**Problem 1:**
Rewrite the passage of the text on the HTTP request function between "- Affiliate networks" and "Please share ideas!", inclusive, putting "Redmine" in place of "Jira".
**Problem 2:**
List every kind of API that the text on the HTTP request function gives in its list of further examples to query.

**Source document:**
----

There are many APIs out there to query. Here are several other examples:
- Other Ad performance reports (Bing/Yahoo!/Facebook/etc.)
- Affiliate networks (commissions, etc.)
- Currencies
- Time zones
- User agent parsers
- SaaS applications, like ticketing systems such as Jira
Or maybe one could use this for testing automation or monitoring by querying a website to simply check for availability. Here's a basic example just getting a response from Google’s home page:
SELECT [dbo].[clr_http_request]('GET', 'https://www.google.com/', NULL, NULL, 10000, 0, 0);
It would certainly be interesting to see what other use cases are out there. Please share ideas!
The CLR Function
This is a SQL Server CLR function that calls an assembly written in C#, utilizing its HttpWebRequest class to make an HTTP Request and return the response.
Input Parameters
These are the parameters that can be passed into the function:
requestMethod (string)
Most often "GET" or "POST", but there are several others used for various purposes.
url (string)
The URL attempting to connect to, such as an API endpoint
parameters (string)
If a GET request, these will just get added into the query string. In that case you could just include them in the url parameter and pass NULL for parameters.
Otherwise, these parameters will be converted to a byte array and added to the content of the HTTP request.

----

**Data extract:**
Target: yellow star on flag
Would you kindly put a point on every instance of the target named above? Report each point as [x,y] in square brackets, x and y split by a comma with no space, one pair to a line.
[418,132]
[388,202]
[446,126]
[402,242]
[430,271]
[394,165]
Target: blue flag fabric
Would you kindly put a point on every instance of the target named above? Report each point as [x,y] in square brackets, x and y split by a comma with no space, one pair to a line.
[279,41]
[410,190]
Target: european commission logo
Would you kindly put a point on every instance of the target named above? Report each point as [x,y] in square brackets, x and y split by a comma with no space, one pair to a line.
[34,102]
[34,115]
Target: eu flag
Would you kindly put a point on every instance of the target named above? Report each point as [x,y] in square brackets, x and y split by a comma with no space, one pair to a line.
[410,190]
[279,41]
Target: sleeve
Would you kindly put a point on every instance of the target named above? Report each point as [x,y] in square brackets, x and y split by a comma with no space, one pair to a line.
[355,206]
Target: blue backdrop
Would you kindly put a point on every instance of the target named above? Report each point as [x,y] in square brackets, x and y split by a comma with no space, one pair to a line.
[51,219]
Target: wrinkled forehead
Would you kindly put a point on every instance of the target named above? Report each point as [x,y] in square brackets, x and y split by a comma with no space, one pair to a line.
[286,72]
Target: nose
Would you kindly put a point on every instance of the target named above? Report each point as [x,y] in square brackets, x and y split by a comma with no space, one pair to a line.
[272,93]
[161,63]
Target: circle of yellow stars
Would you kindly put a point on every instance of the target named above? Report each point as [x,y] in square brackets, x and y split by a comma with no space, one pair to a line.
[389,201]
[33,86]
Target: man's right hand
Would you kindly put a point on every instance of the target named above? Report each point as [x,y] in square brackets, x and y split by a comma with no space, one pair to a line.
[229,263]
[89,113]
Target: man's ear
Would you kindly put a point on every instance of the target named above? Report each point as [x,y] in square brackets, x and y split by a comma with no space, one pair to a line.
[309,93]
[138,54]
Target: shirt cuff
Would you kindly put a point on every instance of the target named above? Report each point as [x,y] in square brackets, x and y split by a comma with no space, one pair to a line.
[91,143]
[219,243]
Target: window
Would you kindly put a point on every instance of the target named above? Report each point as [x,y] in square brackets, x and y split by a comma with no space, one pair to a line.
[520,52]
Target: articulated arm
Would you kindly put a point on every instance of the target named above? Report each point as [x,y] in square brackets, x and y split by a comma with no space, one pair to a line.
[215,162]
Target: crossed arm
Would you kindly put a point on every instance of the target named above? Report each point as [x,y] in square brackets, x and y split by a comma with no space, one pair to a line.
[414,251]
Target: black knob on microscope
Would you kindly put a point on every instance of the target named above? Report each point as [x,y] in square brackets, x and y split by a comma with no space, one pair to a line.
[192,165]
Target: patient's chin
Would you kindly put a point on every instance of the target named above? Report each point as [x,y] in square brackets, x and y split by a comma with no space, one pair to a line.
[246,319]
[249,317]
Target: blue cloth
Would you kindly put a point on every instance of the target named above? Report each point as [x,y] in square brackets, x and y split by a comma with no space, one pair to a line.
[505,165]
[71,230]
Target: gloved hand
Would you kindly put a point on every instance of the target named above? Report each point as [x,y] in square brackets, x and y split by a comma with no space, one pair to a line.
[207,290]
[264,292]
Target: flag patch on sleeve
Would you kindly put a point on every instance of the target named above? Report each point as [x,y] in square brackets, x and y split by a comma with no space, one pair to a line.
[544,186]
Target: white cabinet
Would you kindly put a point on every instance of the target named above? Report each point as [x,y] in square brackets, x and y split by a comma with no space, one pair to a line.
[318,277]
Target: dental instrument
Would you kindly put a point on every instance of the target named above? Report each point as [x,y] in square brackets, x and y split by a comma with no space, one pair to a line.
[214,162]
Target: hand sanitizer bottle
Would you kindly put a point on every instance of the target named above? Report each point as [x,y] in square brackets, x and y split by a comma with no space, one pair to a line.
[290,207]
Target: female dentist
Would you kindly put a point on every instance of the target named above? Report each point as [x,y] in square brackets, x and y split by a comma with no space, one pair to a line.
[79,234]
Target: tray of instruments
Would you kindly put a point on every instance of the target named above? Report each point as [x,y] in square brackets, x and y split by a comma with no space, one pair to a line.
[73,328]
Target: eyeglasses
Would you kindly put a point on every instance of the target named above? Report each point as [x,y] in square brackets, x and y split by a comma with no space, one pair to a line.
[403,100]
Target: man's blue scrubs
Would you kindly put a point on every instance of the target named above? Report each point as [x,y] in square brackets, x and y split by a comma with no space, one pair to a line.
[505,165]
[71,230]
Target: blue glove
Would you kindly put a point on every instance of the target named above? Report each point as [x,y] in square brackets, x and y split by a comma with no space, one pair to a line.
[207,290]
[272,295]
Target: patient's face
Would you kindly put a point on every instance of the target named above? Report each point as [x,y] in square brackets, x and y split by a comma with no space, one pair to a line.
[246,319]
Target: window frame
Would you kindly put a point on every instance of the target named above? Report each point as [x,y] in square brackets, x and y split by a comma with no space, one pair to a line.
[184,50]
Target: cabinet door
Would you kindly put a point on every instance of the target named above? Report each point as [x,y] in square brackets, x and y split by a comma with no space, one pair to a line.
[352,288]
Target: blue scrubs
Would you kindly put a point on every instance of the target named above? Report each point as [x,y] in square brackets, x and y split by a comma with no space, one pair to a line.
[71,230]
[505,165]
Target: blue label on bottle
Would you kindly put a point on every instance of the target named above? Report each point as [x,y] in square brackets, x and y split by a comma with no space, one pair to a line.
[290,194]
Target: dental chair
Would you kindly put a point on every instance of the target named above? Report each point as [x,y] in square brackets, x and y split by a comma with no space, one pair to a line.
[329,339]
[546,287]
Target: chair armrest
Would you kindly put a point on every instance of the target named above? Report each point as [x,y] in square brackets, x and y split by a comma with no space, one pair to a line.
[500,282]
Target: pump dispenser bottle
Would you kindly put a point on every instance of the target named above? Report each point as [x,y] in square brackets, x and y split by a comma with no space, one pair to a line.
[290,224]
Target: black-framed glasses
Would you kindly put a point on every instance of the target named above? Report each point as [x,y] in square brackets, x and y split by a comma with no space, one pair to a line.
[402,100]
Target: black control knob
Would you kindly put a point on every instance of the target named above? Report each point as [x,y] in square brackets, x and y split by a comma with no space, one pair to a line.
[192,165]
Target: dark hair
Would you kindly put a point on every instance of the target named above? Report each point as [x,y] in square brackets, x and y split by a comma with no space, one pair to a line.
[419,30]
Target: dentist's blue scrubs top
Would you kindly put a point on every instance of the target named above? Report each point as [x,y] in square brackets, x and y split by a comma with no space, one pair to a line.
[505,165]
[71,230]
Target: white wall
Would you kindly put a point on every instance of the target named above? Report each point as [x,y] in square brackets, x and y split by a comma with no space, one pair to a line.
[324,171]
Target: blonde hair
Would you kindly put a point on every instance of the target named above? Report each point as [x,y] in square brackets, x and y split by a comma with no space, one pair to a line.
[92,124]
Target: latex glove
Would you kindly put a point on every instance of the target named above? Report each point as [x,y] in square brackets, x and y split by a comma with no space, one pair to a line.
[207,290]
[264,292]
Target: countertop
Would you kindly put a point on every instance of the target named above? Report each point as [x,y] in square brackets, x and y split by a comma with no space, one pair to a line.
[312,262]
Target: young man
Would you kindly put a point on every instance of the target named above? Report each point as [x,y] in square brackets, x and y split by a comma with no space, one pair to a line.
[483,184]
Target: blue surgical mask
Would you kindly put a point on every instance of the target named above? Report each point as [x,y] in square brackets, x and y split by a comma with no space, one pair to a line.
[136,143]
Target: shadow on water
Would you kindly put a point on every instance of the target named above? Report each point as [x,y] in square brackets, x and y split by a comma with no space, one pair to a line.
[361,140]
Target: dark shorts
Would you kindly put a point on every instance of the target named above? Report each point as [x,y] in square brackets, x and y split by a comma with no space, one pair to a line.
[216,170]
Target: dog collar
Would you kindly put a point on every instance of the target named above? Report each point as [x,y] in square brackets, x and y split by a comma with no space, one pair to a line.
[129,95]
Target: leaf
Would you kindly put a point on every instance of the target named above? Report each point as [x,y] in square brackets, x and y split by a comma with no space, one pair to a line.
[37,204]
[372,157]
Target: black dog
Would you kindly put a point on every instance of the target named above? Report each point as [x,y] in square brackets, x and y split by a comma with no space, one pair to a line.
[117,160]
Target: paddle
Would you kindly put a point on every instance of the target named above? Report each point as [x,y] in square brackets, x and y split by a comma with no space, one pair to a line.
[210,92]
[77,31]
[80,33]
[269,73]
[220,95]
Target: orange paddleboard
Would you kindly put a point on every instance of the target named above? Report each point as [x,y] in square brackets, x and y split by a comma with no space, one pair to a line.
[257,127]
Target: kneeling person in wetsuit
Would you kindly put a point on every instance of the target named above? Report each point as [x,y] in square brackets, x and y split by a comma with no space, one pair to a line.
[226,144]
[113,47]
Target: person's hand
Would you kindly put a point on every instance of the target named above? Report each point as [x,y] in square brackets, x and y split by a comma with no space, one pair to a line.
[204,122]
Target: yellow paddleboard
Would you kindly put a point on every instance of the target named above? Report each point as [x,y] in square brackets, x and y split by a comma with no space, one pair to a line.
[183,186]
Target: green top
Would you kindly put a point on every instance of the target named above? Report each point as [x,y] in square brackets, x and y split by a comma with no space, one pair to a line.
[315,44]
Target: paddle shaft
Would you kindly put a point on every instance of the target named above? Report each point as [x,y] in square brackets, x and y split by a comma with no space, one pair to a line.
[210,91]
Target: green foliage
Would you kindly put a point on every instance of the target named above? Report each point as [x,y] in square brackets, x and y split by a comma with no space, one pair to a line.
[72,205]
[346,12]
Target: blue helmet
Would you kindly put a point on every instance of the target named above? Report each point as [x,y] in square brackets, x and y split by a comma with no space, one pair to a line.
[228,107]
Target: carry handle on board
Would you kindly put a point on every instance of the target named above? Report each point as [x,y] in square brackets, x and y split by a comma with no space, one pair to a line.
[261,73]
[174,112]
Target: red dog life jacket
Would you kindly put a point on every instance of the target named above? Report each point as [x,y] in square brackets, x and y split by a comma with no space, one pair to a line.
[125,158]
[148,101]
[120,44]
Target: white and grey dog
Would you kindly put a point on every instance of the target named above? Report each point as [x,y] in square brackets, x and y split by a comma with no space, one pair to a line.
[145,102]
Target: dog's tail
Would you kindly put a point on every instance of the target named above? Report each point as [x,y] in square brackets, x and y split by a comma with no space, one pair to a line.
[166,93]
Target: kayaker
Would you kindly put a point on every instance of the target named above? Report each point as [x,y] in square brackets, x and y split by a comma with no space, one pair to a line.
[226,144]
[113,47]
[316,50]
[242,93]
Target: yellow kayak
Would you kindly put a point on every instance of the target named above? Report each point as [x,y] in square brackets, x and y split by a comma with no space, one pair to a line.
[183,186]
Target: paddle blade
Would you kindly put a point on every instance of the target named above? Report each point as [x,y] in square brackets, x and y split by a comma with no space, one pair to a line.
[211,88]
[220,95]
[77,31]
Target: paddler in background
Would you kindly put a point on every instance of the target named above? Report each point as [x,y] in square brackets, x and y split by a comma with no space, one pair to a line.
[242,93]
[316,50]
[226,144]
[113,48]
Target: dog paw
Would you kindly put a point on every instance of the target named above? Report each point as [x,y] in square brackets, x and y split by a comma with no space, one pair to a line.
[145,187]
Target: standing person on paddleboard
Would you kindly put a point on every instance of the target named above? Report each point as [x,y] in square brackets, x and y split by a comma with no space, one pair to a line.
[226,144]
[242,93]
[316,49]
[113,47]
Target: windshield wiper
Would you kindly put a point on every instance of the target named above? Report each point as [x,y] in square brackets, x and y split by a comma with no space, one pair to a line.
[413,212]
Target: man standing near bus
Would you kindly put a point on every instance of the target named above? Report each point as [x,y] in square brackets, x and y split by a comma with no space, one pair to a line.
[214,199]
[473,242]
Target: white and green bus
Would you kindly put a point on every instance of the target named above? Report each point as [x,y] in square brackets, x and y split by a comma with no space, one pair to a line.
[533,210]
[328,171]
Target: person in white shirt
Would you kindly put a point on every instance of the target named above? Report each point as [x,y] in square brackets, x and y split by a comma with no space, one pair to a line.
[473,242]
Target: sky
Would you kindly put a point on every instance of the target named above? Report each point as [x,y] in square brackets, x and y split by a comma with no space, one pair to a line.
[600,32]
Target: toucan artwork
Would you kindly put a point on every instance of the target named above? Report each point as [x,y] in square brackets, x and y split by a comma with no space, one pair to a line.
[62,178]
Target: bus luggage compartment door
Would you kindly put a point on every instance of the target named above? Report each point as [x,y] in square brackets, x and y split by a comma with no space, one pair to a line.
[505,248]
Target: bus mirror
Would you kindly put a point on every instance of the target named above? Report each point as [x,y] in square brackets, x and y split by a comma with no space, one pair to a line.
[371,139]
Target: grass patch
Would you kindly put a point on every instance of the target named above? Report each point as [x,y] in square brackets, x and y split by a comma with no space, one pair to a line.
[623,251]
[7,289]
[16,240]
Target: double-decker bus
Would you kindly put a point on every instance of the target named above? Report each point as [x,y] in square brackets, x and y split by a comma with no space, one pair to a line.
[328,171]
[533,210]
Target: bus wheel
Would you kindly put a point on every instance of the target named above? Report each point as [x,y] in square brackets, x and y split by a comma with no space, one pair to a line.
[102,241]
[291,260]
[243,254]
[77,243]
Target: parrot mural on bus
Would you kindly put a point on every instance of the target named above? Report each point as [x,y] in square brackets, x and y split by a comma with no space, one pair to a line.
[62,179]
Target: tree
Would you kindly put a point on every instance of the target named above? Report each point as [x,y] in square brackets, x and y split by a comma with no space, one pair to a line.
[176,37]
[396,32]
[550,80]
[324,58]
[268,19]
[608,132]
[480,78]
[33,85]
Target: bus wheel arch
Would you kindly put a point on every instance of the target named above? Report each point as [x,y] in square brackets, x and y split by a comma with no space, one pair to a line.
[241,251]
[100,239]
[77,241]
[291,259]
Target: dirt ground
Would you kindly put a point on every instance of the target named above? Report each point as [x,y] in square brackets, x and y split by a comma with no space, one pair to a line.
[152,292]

----

**Exercise response 1:**
- Affiliate networks (commissions, etc.)
- Currencies
- Time zones
- User agent parsers
- SaaS applications, like ticketing systems such as Redmine
Or maybe one could use this for testing automation or monitoring by querying a website to simply check for availability. Here's a basic example just getting a response from Google’s home page:
SELECT [dbo].[clr_http_request]('GET', 'https://www.google.com/', NULL, NULL, 10000, 0, 0);
It would certainly be interesting to see what other use cases are out there. Please share ideas!

**Exercise response 2:**
- Other Ad performance reports (Bing/Yahoo!/Facebook/etc.)
- Affiliate networks (commissions, etc.)
- Currencies
- Time zones
- User agent parsers
- SaaS applications, like ticketing systems such as Jira